**WORK REQUIRED**
Quote each of the following entries verbatim, omitting the pictures.

◆ ◆ ◆ ◆ ◆

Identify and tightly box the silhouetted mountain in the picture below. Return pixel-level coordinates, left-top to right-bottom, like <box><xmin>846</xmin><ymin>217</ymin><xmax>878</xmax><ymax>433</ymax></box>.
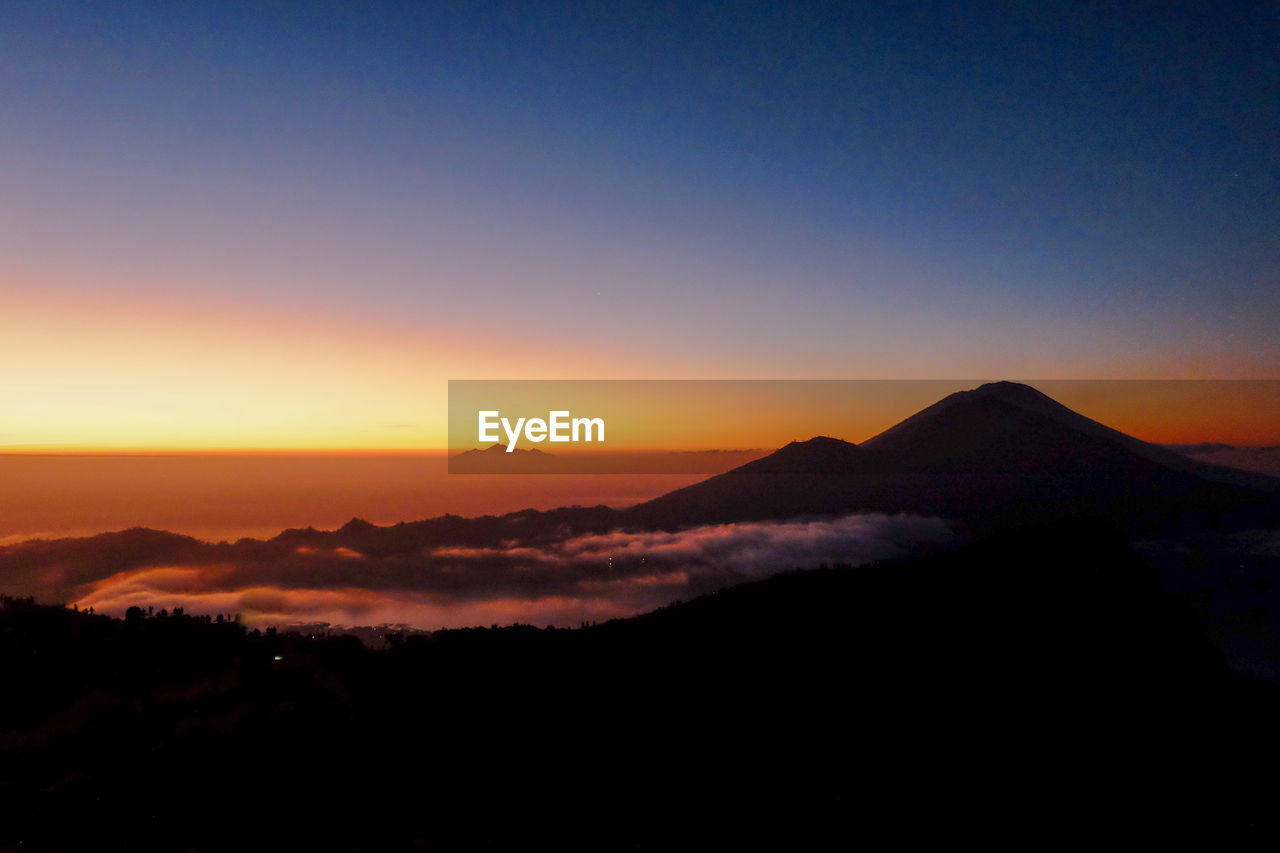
<box><xmin>1165</xmin><ymin>442</ymin><xmax>1280</xmax><ymax>473</ymax></box>
<box><xmin>0</xmin><ymin>524</ymin><xmax>1280</xmax><ymax>850</ymax></box>
<box><xmin>623</xmin><ymin>383</ymin><xmax>1280</xmax><ymax>529</ymax></box>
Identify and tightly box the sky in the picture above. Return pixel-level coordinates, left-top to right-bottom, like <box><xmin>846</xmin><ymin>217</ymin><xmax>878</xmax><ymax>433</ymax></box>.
<box><xmin>0</xmin><ymin>0</ymin><xmax>1280</xmax><ymax>448</ymax></box>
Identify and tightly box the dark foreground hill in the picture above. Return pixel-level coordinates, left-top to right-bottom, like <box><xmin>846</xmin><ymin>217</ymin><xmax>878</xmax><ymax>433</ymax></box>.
<box><xmin>0</xmin><ymin>525</ymin><xmax>1280</xmax><ymax>850</ymax></box>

◆ ◆ ◆ ◆ ◆

**EXPECTED OUTPUT**
Identify and tightly box the silhouetted mountain in the picture below. Return pixel-level coordinates, left-top to right-bottom, like <box><xmin>846</xmin><ymin>217</ymin><xmax>878</xmax><ymax>433</ymax></box>.
<box><xmin>1165</xmin><ymin>442</ymin><xmax>1280</xmax><ymax>473</ymax></box>
<box><xmin>0</xmin><ymin>524</ymin><xmax>1280</xmax><ymax>850</ymax></box>
<box><xmin>623</xmin><ymin>383</ymin><xmax>1280</xmax><ymax>529</ymax></box>
Identify and tightly box the sky in the picture above. Return pixel-level coordinates, left-top to right-bottom, like <box><xmin>846</xmin><ymin>217</ymin><xmax>878</xmax><ymax>433</ymax></box>.
<box><xmin>0</xmin><ymin>0</ymin><xmax>1280</xmax><ymax>448</ymax></box>
Identify and tightly box the dark foreground hill in the picture above. Return pixel-level coordinates, left-top to right-bottom, like <box><xmin>846</xmin><ymin>217</ymin><xmax>878</xmax><ymax>433</ymax></box>.
<box><xmin>0</xmin><ymin>525</ymin><xmax>1280</xmax><ymax>850</ymax></box>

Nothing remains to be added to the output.